WHAT TO DO
Using the records below, quote only the span that opens with the line containing "Annotation guideline: every instance of the oval" and closes with the line containing "Annotation guideline: every instance of the purple flower", exactly and inclusively.

STUDY MATERIAL

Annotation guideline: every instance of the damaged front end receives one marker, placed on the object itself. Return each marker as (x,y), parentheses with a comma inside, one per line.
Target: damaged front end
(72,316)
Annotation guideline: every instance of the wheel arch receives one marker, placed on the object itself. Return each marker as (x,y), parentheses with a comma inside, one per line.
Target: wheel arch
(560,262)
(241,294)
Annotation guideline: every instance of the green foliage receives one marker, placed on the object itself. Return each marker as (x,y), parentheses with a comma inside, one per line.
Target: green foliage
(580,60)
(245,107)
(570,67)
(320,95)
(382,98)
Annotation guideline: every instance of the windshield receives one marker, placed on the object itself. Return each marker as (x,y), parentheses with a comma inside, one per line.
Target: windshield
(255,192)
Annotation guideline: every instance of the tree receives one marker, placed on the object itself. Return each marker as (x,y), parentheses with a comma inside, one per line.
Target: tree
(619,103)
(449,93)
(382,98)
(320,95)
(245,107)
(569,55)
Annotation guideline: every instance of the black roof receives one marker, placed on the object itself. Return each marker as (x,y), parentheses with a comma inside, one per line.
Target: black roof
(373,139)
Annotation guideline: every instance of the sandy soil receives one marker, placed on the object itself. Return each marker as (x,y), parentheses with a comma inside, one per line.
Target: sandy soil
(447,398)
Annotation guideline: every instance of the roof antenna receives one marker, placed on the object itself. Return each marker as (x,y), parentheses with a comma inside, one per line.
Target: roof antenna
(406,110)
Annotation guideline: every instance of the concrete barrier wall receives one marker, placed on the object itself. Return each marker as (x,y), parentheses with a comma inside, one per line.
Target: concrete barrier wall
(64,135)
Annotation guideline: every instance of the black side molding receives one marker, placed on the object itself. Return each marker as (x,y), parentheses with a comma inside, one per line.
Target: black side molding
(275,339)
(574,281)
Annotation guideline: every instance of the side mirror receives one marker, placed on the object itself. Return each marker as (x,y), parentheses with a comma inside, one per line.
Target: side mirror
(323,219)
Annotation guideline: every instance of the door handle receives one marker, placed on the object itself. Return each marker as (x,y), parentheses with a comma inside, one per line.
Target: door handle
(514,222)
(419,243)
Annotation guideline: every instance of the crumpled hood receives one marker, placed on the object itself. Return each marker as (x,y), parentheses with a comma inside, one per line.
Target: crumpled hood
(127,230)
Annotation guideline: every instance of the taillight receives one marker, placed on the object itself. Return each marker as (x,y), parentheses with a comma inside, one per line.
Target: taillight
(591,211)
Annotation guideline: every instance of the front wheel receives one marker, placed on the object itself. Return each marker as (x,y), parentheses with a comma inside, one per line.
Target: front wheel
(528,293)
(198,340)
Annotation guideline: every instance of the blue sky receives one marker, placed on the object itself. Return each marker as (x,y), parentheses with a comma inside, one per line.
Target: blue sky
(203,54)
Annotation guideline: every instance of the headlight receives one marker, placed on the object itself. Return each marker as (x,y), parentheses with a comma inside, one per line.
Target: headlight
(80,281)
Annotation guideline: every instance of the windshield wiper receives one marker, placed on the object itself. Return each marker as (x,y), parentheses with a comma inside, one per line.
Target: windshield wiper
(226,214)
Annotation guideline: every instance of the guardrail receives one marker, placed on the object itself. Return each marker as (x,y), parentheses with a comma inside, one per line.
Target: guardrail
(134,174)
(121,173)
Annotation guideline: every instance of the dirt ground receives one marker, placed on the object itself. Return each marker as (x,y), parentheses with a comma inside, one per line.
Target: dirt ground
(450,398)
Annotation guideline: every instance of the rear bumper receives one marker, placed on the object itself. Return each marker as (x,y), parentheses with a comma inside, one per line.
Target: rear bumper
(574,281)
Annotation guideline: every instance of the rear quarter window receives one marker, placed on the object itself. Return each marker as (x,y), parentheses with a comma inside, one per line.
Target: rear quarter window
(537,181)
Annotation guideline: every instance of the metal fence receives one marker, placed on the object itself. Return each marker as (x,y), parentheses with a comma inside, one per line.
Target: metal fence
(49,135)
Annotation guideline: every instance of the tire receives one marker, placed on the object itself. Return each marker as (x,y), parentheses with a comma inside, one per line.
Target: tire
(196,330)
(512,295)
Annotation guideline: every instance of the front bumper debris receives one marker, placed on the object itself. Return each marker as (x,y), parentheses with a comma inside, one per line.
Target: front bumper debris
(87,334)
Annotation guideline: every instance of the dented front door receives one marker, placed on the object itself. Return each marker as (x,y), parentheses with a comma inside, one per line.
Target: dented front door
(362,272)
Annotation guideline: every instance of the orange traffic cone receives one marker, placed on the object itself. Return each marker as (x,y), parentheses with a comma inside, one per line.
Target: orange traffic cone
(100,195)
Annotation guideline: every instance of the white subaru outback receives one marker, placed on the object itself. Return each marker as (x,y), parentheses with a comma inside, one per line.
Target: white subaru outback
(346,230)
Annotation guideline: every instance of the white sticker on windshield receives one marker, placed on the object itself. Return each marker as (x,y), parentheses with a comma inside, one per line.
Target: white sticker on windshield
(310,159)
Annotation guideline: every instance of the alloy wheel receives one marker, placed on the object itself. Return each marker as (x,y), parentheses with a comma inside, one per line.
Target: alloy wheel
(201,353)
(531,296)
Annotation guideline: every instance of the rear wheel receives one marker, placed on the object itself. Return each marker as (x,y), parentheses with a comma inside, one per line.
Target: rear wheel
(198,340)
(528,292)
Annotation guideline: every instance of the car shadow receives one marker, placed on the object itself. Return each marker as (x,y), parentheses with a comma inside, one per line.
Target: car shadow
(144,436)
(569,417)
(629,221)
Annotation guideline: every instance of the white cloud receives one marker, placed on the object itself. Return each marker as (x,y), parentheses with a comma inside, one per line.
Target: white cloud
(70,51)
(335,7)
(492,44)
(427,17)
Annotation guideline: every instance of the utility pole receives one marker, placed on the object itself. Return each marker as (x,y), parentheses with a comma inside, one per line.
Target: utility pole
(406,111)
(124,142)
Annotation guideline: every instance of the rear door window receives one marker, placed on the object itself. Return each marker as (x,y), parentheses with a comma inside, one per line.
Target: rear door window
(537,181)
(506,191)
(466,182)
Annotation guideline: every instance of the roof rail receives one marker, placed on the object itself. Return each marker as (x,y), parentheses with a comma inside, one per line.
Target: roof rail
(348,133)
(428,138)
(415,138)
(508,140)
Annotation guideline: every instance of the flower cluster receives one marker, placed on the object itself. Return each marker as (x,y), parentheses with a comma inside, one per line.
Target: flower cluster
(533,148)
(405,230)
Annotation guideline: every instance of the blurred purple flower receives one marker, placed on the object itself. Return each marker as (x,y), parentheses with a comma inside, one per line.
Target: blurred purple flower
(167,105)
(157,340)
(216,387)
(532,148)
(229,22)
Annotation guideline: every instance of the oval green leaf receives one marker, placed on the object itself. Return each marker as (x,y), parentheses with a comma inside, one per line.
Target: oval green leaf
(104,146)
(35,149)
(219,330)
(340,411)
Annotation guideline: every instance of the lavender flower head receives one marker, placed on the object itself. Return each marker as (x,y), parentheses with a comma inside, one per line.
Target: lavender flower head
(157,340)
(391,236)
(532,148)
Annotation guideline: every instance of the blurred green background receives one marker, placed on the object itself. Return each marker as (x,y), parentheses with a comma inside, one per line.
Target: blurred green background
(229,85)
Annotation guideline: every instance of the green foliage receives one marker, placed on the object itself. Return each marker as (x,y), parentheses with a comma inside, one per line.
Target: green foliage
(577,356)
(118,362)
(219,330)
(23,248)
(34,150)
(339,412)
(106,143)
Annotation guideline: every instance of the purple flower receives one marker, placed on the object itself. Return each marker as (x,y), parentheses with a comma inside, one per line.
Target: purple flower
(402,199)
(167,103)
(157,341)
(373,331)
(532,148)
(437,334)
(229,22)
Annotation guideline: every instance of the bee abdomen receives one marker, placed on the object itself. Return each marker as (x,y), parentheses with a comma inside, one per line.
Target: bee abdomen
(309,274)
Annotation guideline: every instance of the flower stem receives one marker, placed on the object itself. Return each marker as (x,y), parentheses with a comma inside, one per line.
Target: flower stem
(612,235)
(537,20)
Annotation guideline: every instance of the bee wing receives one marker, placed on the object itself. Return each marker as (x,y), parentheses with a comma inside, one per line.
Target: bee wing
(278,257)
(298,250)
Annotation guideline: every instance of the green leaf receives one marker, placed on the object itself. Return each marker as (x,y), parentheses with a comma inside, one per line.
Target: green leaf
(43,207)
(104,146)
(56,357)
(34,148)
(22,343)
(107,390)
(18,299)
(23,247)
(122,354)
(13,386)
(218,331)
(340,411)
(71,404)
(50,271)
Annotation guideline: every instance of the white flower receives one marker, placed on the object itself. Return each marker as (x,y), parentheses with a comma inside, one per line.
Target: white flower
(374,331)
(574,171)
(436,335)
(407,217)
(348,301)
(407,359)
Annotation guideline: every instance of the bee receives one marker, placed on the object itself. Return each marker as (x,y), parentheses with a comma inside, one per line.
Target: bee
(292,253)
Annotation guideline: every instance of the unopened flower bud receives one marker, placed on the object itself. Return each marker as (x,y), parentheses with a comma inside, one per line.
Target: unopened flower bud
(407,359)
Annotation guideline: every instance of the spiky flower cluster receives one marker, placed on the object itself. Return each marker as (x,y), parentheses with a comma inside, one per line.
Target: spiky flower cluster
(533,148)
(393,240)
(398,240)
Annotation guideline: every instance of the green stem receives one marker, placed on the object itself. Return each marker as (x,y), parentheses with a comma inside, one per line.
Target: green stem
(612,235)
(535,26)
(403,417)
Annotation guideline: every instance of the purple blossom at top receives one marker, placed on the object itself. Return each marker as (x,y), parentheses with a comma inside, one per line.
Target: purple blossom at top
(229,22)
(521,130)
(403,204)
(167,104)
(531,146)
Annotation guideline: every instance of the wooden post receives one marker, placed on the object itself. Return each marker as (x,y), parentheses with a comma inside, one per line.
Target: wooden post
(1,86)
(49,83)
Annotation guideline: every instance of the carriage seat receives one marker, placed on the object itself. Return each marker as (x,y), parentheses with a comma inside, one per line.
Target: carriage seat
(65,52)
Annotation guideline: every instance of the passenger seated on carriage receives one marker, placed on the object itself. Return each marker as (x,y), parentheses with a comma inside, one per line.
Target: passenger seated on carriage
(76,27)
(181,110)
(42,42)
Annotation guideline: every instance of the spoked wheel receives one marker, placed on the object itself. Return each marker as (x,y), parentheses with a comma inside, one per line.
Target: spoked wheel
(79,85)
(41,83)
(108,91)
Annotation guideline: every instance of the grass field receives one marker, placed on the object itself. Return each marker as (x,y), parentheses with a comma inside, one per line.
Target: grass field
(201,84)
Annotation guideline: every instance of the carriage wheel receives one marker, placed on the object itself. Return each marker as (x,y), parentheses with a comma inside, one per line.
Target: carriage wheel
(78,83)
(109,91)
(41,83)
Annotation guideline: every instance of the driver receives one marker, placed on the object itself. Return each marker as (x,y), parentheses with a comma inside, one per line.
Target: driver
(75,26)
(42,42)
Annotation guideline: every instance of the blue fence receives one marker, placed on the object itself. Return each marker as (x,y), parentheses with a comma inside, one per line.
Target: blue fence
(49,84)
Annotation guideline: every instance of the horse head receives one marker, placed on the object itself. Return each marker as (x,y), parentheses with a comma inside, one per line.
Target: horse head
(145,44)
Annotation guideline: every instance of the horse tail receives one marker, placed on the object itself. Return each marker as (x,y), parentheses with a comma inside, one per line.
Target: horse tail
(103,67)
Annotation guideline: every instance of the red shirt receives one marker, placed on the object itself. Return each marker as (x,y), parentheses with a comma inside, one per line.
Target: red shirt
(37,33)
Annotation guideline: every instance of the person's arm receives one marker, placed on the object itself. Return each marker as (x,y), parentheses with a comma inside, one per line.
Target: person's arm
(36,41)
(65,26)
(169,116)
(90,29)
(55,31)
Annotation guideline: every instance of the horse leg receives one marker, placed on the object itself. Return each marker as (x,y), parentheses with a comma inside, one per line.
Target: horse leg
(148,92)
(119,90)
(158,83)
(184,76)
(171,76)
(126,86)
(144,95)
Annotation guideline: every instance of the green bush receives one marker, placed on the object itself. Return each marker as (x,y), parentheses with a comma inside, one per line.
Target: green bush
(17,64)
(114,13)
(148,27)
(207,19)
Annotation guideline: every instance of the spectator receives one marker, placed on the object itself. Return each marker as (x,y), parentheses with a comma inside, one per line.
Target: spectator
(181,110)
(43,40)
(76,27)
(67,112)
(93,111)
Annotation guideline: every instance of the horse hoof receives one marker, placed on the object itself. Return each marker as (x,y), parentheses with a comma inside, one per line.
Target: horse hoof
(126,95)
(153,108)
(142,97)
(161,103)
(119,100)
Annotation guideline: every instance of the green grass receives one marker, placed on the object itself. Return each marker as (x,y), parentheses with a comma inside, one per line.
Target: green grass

WRITTEN SOLUTION
Annotation guideline: every instance of the oval green leaf receives one marker, placed on the object itself. Return each marker as (x,y), parentheses with a comma inside, one per line.
Target: oval green leaf
(104,146)
(35,149)
(219,330)
(340,411)
Annotation guideline: every instance of the lavender flower head receives one marker, placed on the object itself. Return each marker as (x,y), parentheses with a comma inside, one per line.
Target: lavender flower head
(157,340)
(391,236)
(532,148)
Annotation guideline: every instance of the blurred green background receives one marker, placed on the object itself. Return each marker as (x,y), parentheses with a comma inside, one per line.
Target: blurred green background
(229,85)
Annotation guideline: every instance of the green foliage receives one marker, placed on the object itself. Return each marker as (x,y), parentheses with a comma inside, one per line.
Target: green foliage
(577,356)
(118,362)
(219,330)
(23,248)
(34,150)
(339,412)
(106,143)
Annotation guideline: every instance of the purple flower receives one marker, placed on the object itself. Return each marker as (x,y), parentheses with a comma inside, one per line.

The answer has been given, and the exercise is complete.